Activity:
Please state how many lines below include the word "camera"; the reply should be the number only.

*** Block opens ***

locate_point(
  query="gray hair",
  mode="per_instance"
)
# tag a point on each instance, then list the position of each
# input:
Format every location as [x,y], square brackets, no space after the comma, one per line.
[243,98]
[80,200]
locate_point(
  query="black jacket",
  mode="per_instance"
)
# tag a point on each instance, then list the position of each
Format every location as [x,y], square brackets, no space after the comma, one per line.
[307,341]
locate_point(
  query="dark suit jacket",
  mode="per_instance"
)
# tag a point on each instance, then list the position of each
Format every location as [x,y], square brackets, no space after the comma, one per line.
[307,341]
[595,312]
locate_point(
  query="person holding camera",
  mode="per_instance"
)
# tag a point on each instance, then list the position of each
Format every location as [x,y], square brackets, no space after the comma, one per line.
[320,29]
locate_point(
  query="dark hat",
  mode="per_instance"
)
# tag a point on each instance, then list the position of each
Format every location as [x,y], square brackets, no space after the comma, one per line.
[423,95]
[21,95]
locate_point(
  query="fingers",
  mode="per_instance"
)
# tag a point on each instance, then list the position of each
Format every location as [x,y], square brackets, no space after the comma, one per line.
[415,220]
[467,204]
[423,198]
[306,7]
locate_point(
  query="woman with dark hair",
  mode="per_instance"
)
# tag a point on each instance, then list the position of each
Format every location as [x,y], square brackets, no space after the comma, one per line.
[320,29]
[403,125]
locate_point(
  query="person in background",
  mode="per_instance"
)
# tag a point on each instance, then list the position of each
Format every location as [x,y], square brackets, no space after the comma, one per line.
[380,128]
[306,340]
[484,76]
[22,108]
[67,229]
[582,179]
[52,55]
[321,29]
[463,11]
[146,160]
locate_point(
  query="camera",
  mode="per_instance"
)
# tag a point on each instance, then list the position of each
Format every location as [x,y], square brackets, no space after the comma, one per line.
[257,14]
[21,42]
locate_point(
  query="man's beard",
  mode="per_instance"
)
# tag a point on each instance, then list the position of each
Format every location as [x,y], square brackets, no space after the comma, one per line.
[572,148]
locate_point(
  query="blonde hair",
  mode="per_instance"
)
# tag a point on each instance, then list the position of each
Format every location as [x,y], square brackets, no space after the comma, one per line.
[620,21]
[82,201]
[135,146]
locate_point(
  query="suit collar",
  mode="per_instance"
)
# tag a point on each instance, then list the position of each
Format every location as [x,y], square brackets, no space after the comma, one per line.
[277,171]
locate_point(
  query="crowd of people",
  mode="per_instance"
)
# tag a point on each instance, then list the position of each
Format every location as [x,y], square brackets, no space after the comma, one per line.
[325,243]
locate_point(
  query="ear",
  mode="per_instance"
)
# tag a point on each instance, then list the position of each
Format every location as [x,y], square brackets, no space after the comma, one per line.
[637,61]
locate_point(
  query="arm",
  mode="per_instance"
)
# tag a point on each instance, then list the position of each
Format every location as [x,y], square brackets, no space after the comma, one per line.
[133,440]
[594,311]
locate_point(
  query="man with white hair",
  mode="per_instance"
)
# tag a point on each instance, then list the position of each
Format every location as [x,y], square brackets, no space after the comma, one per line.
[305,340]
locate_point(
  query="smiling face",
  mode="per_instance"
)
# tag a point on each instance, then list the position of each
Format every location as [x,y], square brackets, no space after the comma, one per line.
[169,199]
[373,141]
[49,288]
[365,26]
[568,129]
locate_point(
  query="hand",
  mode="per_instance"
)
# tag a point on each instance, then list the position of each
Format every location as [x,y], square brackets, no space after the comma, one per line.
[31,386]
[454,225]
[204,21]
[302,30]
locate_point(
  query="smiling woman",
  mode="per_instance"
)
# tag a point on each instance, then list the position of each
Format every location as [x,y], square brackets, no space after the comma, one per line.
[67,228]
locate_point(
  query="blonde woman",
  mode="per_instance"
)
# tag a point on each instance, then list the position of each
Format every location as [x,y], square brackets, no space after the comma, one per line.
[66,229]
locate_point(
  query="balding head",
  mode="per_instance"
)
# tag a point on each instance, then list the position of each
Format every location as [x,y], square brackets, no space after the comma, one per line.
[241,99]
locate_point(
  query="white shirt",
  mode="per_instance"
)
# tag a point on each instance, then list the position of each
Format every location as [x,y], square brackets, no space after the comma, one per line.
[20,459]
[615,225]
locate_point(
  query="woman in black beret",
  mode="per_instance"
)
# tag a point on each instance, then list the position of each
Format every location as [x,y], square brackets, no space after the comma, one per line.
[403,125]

*** Block closes ***

Response to this task:
2